Set problem A:
Answer these questions using the steakhouse passage below.
(i) How many steakhouses are being built across the nation?
(ii) What name was chosen for the steakhouses?
(iii) What two items have already carried the Daily Ramblings stamp?

Unlike other steakhouses, which cater to middle-aged douchebags who like to sit on the toilet for four hours after eating, mine is aimed at social 20-to-30-something men who like hitting the clubs. If I find out one of my customers goes home and falls asleep instead of banging a hot slut he met at a bar, I'll never let that person eat at my steakhouses again.

Here at Daily Ramblings, I represent a certain lifestyle, and I know that translates. People want to connect with that lifestyle in different ways. In the past, I've put the Daily Ramblings stamp on shower curtains and furniture, and I have plans to build a Daily Ramblings casino in Las Vegas. The casino will be shaped like a vagina.

The 15 steakhouses I'm building across the nation are the next step in helping people connect with my lifestyle. I wouldn't be surprised if my steakhouse debut was in one of America's trendy hot spots, like New York, Miami, or Chaska, MN.

What will I name these steakhouses? Daily Ramblings Prime. It sounds like a name thought up by someone with a bad hangover who just wanted to go back to his office and sit in the dark for a while, but it's not. It's a great name that took me months of market research to approve. Daily Ramblings Prime. Perhaps it'll make the customers feel a little more prime themselves.

Ha ha. That's a joke. I'm witty.

Set problem B:
In the listing below, locate every line that contains the word "valley" and copy each one.

Input records:
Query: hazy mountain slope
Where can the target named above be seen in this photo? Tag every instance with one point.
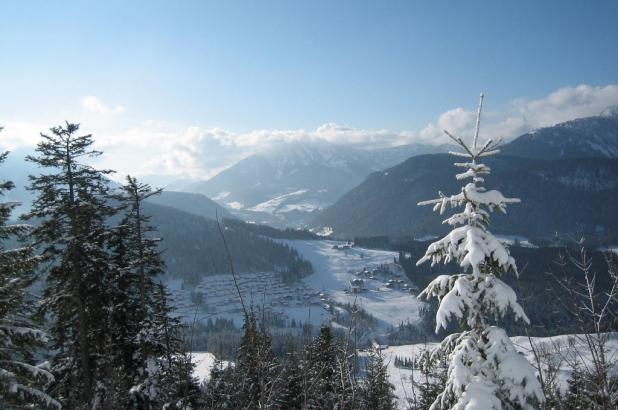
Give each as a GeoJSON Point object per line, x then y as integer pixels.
{"type": "Point", "coordinates": [287, 184]}
{"type": "Point", "coordinates": [196, 204]}
{"type": "Point", "coordinates": [557, 196]}
{"type": "Point", "coordinates": [589, 137]}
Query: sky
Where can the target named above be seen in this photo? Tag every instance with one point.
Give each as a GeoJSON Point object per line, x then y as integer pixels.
{"type": "Point", "coordinates": [187, 88]}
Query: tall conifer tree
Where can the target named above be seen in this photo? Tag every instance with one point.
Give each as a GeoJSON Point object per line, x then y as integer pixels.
{"type": "Point", "coordinates": [22, 382]}
{"type": "Point", "coordinates": [485, 371]}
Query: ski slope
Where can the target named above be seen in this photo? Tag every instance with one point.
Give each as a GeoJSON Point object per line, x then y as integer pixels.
{"type": "Point", "coordinates": [334, 268]}
{"type": "Point", "coordinates": [318, 298]}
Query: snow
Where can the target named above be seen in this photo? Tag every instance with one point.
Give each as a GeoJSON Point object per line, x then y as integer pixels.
{"type": "Point", "coordinates": [204, 362]}
{"type": "Point", "coordinates": [564, 350]}
{"type": "Point", "coordinates": [273, 204]}
{"type": "Point", "coordinates": [318, 298]}
{"type": "Point", "coordinates": [235, 205]}
{"type": "Point", "coordinates": [334, 268]}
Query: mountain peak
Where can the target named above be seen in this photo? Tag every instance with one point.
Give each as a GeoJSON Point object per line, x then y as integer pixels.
{"type": "Point", "coordinates": [610, 112]}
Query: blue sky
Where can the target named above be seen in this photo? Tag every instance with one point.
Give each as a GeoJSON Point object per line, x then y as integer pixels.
{"type": "Point", "coordinates": [288, 65]}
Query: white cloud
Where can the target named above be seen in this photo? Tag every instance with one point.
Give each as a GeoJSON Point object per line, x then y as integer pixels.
{"type": "Point", "coordinates": [523, 115]}
{"type": "Point", "coordinates": [92, 103]}
{"type": "Point", "coordinates": [159, 147]}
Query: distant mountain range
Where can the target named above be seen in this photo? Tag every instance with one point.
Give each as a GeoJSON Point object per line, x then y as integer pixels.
{"type": "Point", "coordinates": [591, 137]}
{"type": "Point", "coordinates": [566, 176]}
{"type": "Point", "coordinates": [286, 185]}
{"type": "Point", "coordinates": [195, 204]}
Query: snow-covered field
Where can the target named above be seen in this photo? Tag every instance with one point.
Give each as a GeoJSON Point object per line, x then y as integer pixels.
{"type": "Point", "coordinates": [335, 268]}
{"type": "Point", "coordinates": [319, 297]}
{"type": "Point", "coordinates": [563, 351]}
{"type": "Point", "coordinates": [204, 362]}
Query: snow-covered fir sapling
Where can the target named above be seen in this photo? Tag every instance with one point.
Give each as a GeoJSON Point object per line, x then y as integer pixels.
{"type": "Point", "coordinates": [485, 371]}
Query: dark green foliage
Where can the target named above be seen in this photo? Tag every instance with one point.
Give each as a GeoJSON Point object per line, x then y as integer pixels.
{"type": "Point", "coordinates": [71, 206]}
{"type": "Point", "coordinates": [584, 392]}
{"type": "Point", "coordinates": [204, 254]}
{"type": "Point", "coordinates": [22, 382]}
{"type": "Point", "coordinates": [317, 375]}
{"type": "Point", "coordinates": [385, 202]}
{"type": "Point", "coordinates": [378, 392]}
{"type": "Point", "coordinates": [432, 381]}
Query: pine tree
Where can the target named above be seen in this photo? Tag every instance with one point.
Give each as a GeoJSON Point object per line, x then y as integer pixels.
{"type": "Point", "coordinates": [136, 262]}
{"type": "Point", "coordinates": [290, 387]}
{"type": "Point", "coordinates": [71, 206]}
{"type": "Point", "coordinates": [23, 383]}
{"type": "Point", "coordinates": [377, 391]}
{"type": "Point", "coordinates": [321, 384]}
{"type": "Point", "coordinates": [485, 371]}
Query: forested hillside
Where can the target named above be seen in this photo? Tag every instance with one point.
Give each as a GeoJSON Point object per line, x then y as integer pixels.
{"type": "Point", "coordinates": [551, 192]}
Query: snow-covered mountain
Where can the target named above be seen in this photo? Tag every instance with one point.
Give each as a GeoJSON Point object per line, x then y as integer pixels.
{"type": "Point", "coordinates": [554, 166]}
{"type": "Point", "coordinates": [590, 137]}
{"type": "Point", "coordinates": [287, 184]}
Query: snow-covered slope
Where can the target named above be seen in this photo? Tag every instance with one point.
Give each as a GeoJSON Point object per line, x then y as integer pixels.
{"type": "Point", "coordinates": [286, 184]}
{"type": "Point", "coordinates": [590, 137]}
{"type": "Point", "coordinates": [563, 351]}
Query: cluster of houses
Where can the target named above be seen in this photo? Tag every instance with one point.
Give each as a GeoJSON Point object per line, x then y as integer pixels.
{"type": "Point", "coordinates": [383, 274]}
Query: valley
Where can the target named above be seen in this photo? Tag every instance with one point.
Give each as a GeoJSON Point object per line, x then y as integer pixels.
{"type": "Point", "coordinates": [344, 277]}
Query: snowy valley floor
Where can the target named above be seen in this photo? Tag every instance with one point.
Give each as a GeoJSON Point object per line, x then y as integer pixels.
{"type": "Point", "coordinates": [319, 298]}
{"type": "Point", "coordinates": [563, 351]}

Correct answer A:
(i) 15
(ii) Daily Ramblings Prime
(iii) Shower curtains and furniture

Correct answer B:
Query: valley
Query: snowy valley floor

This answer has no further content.